• _Data for analysis_
______
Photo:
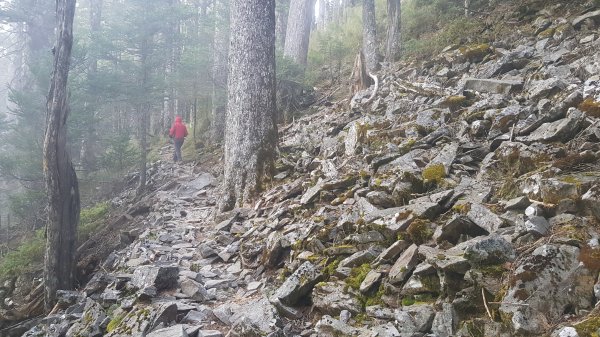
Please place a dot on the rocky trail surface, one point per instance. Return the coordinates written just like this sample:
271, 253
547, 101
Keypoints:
461, 200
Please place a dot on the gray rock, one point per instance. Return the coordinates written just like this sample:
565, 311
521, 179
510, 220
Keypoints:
255, 319
578, 21
384, 330
312, 193
356, 136
370, 281
328, 326
277, 247
196, 317
415, 318
194, 290
391, 253
172, 331
493, 249
329, 298
381, 199
517, 203
405, 265
560, 130
160, 277
210, 333
456, 228
445, 321
358, 258
536, 225
89, 325
299, 284
549, 281
484, 218
591, 199
493, 86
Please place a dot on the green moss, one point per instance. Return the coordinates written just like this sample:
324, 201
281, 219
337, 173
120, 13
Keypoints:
462, 208
115, 321
26, 258
475, 329
357, 275
454, 102
419, 231
590, 257
547, 33
331, 267
589, 328
591, 107
375, 298
477, 52
91, 219
434, 173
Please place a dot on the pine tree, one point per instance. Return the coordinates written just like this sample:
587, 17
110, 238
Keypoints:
251, 129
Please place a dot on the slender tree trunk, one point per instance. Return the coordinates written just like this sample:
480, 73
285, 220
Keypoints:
297, 35
143, 110
370, 47
251, 111
220, 52
88, 154
281, 16
60, 177
393, 43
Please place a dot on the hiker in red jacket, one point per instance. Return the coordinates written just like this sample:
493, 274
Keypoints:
178, 132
______
• _Assignment_
How many lines of the entries contain "Please"? Answer with a number alone.

• _Result for this task_
6